#### [Document segment]
** START **

At present, nncp-exec stores the data piped to it in RAM before generating the outbound packet (the author plans to fix this shortly) [Update: This is now fixed; use -use-tmp with nncp-exec!). That made it unusable for some of my backups, so I set it up another way: with nncp-file, the tool to transfer files to a remote machine. A cron job then picks them up and processes them.

On the machine being backed up, we have to find a way to encode the dataset to be received. I chose to do that as part of the filename, so the updated simplesnap-queue could look like this:

#!/bin/bash

set -e
set -o pipefail

DEST="`echo $1 | sed 's,^tank/simplesnap/,,'`"
FILE="bakfsfmt2-`date "+%s.%N".$$`_`echo "$DEST" | sed 's,/,@,g'`"

echo "Processing $DEST to $FILE" >&2
# stdin piped to this
zstd -8 - \
  | gpg --compress-algo none --cipher-algo AES256 -e -r 012345...  \
  | su nncp -c "/usr/local/nncp/bin/nncp-file -nice B -noprogress - 'backupsvr:$FILE'" >&2

echo "Queued $DEST to $FILE" >&2

I’ve added compression and encryption here as well; more on that below.

On the backup server, we would define a different incoming directory for each node in nncp.hjson. For instance:

host1: {
...
   incoming: "/var/local/nncp-bakcups-incoming/host1"
}

host2: {
...
   incoming: "/var/local/nncp-backups-incoming/host2"
}

I’ll present the scanning script in a bit.

Offsite Backup Rotation

Most of the time, you don’t want just a single drive to store the backups. You’d like to have a set. At minimum, one wouldn’t be plugged in so lightning wouldn’t ruin all your backups. But maybe you’d store a second drive at some other location you have access to (friend’s house, bank box, etc.)

** END **

#### [Recorded information]
** START **

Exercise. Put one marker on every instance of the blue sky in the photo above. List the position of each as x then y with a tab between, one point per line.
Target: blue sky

** END **

#### [Required tasks]
a. Check each statement against the post on NNCP backups and answer yes or no, quoting the exact words that settle it: (i) The problem of nncp-exec holding piped data in RAM has since been fixed. (ii) The queue script sends the data without encrypting it. (iii) On the backup server, each node gets its own incoming directory.
b. Carry on the post on NNCP backups from its last sentence, keeping to the subject of offsite backup rotation.

#### [Responses to the exercise]
a.
(i) Yes: "This is now fixed; use -use-tmp with nncp-exec!"
(ii) No: "I’ve added compression and encryption here as well"
(iii) Yes: "we would define a different incoming directory for each node in nncp.hjson"

b.
There are several ways you could solve this:

  • If the remote machine is at a location with network access and you trust its physical security (remember that although it will store data encrypted at rest and will transport it encrypted, it will — in most cases — handle un-encrypted data during processing), you could of course send NNCP packets to it over the network at the same time you send them to your local backup system.
  • Alternatively, if the remote location doesn’t have network access or you want to keep it airgapped, you could transport the NNCP packets by USB drive to the remote end.
  • Or, if you don’t want to have any kind of processing capability remotely — probably a wise move — you could rotate the hard drives themselves, keeping one plugged in locally and unplugging the other to take it offsite.

The third option can be helped with NNCP, too. One way is to create separate NNCP installations for each of the drives that you store data on. Then, whenever one is plugged in, the appropriate NNCP config will be loaded and appropriate packets received and processed. The neighbor machine — the spooler — would just store up packets for the offsite drive until it comes back onsite (or, perhaps, your airgapped USB transport would do this). Then when it’s back onsite, all the queued up ZFS sends get replayed and the backups replicated.

Now, how might you handle this with NNCP?

The simple way would be to have each system generating backups send them to two destinations. For instance:

zstd -8 - | gpg --compress-algo none --cipher-algo AES256 -e -r 07D5794CD900FAF1D30B03AC3D13151E5039C9D5 \
  | tee >(su nncp -c "/usr/local/nncp/bin/nncp-file -nice B+5 -noprogress - 'backupdisk1:$FILE'") \
        >(su nncp -c "/usr/local/nncp/bin/nncp-file -nice B+5 -noprogress - 'backupdisk2:$FILE'") \
   > /dev/null

You could probably also more safely use pee(1) (from moreutils) to do this.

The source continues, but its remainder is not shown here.